Written instruction 1: Below are a text and a set of entries. List every line of the entries that contains the word "trousers".

# Page extract start

The Inspiration of Scripture and Discipleship
Because I work full-time at a secular job instead of full-time for a church, not everyone knows that I am a pastor. The people I work with can usually (hopefully) figure out I am a disciple of Jesus, but they often don’t figure out right away that my theology is fairly conservative. Even when people know that I am a conservative evangelical, they are still surprised to find out that I believe in the inspiration and inerrancy of Scripture. They are mildly shocked to find out that someone who is well-educated and professionally successful at a very liberal technology company still believes in something that they consider to be uneducated and backward.
The usual response is for them to assume that I only believe in the inspiration and inerrancy of Scripture because I grew up in a traditional church and I graduated from a conservative Christian university and seminary. They believe that I am simply unaware of the arguments against the inspiration and inerrancy of Scripture or that I have never really considered them. I generally have to explain to them that yes, I have heard all of the arguments and as part of my education I had to carefully consider and debate them.
However, because I consider everyone I speak with a potential disciple of Jesus, I find that explaining my belief in Scripture is a good way to break the ice about being a disciple of Jesus. If they are interested in knowing why I believe in the Bible, I give them the following argument about why I not only believe in the Christian God, but also why I believe that the Christian Bible has been inspired by Him and is His message to us and how it points to Jesus…
First, I believe in God simply because most humans act as if there is a God (and those who don’t we call psychopaths, sociopaths, criminals, and narcissists). Second, I believe in God due to the overwhelming wonder of creation. As Paul wrote:
Indeed, when Gentiles, who do not have the law, do by nature things required by the law, they are a law for themselves, even though they do not have the law. They show that the requirements of the law are written on their hearts, their consciences also bearing witness, and their thoughts sometimes accusing them and at other times even defending them. (Romans 2:14-15)

# Page extract end
# Raw data start

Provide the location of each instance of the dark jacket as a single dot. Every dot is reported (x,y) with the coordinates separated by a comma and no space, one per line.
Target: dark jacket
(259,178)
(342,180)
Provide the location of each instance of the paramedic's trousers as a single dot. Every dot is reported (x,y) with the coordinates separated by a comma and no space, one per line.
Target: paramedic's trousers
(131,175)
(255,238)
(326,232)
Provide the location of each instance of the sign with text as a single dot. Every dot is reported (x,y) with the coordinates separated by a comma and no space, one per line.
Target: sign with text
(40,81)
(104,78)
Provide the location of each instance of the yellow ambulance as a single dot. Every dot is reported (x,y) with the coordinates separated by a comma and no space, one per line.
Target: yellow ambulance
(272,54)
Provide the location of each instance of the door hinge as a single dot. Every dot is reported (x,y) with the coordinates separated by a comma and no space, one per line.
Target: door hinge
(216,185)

# Raw data end

Written instruction 2: In the page extract, at what kind of company does the writer work?

Full answer 1:
Provide the location of each instance of the paramedic's trousers as a single dot. Every dot is reported (x,y) with the coordinates separated by a comma and no space, one per line.
Target: paramedic's trousers

Full answer 2: A very liberal technology company.